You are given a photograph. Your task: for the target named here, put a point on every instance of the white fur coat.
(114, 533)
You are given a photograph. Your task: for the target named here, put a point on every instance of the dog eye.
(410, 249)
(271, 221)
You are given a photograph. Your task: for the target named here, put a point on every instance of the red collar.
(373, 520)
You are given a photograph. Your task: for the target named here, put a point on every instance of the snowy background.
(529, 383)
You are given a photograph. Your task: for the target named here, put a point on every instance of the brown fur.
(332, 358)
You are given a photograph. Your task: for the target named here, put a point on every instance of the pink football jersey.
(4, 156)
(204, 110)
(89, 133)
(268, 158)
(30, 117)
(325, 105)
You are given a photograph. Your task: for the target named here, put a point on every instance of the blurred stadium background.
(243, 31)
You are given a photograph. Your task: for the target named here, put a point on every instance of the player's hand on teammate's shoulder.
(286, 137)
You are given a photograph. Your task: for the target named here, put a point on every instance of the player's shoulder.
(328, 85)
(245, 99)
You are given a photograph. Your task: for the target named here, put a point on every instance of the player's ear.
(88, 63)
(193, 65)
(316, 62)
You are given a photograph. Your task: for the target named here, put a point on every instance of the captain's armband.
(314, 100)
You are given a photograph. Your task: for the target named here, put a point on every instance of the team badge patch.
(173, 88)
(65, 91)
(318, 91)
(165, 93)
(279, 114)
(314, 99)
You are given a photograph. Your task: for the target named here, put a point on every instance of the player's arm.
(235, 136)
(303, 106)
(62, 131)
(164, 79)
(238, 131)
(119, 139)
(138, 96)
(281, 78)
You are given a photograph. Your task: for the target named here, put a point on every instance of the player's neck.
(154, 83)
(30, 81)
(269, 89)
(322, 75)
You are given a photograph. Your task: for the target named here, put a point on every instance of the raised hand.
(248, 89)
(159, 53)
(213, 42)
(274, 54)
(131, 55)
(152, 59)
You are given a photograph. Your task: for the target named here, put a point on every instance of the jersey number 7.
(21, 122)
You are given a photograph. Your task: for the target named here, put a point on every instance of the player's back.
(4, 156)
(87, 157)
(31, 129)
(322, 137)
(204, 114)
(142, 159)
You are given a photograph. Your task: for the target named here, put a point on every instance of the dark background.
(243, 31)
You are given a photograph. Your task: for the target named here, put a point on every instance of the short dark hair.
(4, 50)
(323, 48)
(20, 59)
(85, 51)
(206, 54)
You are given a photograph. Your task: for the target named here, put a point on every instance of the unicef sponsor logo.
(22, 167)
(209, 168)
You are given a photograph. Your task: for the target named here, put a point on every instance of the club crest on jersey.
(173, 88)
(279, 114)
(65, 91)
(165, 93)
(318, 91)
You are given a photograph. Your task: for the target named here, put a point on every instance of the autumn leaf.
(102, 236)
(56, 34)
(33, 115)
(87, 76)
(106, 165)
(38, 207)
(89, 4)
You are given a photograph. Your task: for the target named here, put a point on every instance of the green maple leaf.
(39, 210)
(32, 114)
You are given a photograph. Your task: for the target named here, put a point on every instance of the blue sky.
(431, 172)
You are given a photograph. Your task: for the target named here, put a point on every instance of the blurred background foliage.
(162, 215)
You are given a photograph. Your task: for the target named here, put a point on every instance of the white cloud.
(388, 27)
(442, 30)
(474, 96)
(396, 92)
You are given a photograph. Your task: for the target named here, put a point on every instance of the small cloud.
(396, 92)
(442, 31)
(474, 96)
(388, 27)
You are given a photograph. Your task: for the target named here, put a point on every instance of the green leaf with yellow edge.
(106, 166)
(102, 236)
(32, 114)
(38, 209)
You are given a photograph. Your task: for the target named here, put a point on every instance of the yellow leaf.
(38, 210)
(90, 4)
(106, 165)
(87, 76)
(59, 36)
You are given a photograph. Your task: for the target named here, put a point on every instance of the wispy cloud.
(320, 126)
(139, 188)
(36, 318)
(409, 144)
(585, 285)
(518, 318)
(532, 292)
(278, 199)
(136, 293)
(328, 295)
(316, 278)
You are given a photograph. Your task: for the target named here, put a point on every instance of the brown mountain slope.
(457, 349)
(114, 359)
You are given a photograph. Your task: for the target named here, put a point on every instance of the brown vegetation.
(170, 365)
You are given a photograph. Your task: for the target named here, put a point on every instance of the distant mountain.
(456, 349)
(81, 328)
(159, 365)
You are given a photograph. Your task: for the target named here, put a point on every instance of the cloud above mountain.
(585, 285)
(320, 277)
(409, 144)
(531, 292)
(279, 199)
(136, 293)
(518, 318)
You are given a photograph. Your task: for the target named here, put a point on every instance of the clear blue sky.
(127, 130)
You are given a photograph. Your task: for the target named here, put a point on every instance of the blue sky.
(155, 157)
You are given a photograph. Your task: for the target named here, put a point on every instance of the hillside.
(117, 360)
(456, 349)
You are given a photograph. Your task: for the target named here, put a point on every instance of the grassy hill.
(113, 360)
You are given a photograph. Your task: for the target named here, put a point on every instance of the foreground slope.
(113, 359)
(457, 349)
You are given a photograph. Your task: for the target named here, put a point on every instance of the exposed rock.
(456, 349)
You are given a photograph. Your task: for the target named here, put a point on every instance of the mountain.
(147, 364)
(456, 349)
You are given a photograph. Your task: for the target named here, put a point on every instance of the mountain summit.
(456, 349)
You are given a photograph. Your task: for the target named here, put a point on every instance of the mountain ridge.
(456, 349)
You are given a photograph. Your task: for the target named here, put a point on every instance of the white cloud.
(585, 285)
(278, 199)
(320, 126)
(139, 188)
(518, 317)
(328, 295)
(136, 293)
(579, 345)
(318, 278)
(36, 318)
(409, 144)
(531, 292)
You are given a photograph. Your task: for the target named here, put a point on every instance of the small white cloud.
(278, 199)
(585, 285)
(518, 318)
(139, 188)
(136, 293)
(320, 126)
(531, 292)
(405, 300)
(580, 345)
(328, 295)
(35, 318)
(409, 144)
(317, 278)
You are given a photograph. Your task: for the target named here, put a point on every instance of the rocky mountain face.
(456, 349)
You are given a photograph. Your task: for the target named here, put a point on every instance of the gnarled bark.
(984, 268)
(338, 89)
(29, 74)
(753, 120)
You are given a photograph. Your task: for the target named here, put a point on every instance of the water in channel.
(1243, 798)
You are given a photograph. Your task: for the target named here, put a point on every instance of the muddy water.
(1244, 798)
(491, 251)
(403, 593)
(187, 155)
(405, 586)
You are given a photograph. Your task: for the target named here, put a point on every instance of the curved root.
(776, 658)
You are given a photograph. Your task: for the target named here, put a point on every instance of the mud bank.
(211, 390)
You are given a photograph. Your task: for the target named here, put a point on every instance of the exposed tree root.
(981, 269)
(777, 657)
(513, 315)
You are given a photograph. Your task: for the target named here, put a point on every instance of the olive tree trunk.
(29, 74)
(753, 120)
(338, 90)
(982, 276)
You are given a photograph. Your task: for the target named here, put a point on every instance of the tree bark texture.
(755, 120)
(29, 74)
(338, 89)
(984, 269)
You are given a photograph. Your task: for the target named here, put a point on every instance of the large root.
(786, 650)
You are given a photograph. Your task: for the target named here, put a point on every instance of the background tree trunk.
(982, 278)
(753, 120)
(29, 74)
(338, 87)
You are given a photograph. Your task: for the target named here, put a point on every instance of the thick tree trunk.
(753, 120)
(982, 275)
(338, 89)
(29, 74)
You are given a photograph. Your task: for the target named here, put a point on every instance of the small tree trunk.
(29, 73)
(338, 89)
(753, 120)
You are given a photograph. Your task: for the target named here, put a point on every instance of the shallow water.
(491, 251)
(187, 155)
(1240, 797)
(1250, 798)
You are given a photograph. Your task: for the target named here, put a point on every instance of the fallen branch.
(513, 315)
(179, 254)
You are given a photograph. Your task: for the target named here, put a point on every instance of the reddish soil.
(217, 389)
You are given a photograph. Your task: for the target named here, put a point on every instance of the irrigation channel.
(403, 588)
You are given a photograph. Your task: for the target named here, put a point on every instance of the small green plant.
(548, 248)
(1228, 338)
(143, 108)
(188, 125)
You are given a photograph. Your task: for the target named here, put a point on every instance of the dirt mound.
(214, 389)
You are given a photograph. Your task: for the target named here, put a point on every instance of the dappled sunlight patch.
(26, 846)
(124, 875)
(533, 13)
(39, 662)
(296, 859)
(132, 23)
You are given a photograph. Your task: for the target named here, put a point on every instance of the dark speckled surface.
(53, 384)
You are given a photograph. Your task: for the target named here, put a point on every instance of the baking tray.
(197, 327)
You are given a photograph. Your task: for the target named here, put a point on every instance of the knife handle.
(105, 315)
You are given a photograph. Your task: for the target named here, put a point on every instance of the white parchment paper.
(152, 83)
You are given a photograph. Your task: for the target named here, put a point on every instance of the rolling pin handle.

» Action item
Your answer must be an exact transcription of the lines from the one containing "the baking tray." through the last line of the records above, and nothing else.

» Finished exercise
You are given a photograph. Your task: for the target named here, put a point on every instance of the baking tray.
(197, 327)
You are given a photograph. Your task: for the target named here, put a point on every instance of the knife handle.
(105, 315)
You are given a photograph. Your task: for the target named here, put a point on every instance of the white parchment paper.
(152, 83)
You are given a photograph. Your task: for the target named here, put a point on every instance of the rolling pin handle.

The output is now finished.